Objective – Copy the lines of the material below verbatim, from the line containing "Every instance of the gray" through the line containing "Target: woman's neck", including both of those lines.

----- Information given -----

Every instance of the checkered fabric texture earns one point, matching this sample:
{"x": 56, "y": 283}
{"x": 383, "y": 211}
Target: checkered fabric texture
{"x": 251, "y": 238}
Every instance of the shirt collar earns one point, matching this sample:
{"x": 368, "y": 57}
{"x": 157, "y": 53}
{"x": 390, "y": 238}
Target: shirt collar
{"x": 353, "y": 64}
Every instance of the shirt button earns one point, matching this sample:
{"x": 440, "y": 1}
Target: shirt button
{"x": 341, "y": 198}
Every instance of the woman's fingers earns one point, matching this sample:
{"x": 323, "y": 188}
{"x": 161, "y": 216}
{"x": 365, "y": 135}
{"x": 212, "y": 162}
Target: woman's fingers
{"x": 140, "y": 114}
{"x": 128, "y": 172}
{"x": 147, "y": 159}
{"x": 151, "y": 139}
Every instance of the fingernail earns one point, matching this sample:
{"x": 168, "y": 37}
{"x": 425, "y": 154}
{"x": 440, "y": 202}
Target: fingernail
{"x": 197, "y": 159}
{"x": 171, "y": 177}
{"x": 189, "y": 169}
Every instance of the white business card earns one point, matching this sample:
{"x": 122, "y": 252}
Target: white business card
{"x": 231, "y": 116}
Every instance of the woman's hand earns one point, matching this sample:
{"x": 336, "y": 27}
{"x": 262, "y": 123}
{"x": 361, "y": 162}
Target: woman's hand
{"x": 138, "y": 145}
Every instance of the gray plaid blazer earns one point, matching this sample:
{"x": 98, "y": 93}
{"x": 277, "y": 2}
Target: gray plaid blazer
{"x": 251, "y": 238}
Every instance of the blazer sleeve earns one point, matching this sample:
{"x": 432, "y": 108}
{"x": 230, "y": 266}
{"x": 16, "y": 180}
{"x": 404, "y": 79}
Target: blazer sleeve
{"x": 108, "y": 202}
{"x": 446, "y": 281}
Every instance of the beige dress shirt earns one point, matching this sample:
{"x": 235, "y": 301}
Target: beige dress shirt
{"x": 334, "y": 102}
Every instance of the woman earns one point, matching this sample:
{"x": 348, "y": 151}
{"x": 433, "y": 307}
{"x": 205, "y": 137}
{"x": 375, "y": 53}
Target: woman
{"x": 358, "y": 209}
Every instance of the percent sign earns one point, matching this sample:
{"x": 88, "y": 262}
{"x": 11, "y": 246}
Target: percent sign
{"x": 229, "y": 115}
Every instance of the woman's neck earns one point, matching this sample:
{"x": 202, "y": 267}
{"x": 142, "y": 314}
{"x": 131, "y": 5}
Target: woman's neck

-----
----- Information given -----

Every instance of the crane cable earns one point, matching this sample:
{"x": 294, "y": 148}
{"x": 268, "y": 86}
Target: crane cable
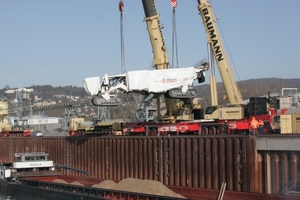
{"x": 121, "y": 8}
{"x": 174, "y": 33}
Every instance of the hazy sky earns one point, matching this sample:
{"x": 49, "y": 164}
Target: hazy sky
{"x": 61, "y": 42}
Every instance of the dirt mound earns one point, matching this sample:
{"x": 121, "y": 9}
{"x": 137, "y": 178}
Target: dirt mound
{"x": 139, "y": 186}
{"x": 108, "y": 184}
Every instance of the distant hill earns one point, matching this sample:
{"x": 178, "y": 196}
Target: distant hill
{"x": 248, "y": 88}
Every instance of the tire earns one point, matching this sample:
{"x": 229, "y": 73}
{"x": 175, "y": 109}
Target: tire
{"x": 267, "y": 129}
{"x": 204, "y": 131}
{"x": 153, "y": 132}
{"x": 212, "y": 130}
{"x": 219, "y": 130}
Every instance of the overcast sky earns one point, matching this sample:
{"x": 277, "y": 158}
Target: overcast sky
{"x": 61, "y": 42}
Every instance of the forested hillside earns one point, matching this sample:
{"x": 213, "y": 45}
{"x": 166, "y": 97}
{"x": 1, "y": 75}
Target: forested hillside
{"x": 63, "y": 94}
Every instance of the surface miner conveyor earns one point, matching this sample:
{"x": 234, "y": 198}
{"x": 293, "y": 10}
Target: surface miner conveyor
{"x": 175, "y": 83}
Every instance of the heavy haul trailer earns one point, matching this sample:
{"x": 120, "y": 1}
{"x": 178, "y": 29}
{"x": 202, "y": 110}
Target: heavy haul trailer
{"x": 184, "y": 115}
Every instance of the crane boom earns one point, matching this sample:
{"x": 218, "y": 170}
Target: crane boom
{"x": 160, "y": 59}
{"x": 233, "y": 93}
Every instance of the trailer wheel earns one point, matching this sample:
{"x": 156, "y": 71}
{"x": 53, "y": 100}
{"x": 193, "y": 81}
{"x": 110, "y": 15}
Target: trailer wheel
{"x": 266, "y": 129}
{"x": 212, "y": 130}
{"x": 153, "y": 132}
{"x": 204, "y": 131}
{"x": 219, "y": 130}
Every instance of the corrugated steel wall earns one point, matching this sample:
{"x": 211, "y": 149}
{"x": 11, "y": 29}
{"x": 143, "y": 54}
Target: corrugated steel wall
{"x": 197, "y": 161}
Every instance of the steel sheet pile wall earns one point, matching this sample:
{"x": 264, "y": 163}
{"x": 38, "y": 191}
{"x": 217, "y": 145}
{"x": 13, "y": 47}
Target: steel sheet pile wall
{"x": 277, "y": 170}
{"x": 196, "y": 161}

-----

Written response –
Every instance of the gray plaid blazer earns one point, matching this sample:
{"x": 98, "y": 93}
{"x": 277, "y": 2}
Target: gray plaid blazer
{"x": 251, "y": 238}
Every instance of the blazer sleeve earns one point, matching this sample:
{"x": 432, "y": 108}
{"x": 230, "y": 266}
{"x": 16, "y": 180}
{"x": 404, "y": 79}
Target: blazer sleeve
{"x": 108, "y": 202}
{"x": 446, "y": 281}
Every instance of the beige dress shirt earns one point, matching this sample:
{"x": 235, "y": 301}
Target: beige dress shirt
{"x": 334, "y": 102}
Every instance of the woman earns one point, matching this sample:
{"x": 348, "y": 151}
{"x": 433, "y": 307}
{"x": 205, "y": 137}
{"x": 375, "y": 53}
Target: woman
{"x": 358, "y": 209}
Every instance of the percent sign earns one point, matching this sample:
{"x": 88, "y": 262}
{"x": 11, "y": 246}
Target: percent sign
{"x": 229, "y": 115}
Every instance of the woman's neck earns one point, matching this sample:
{"x": 202, "y": 267}
{"x": 142, "y": 314}
{"x": 131, "y": 5}
Target: woman's neck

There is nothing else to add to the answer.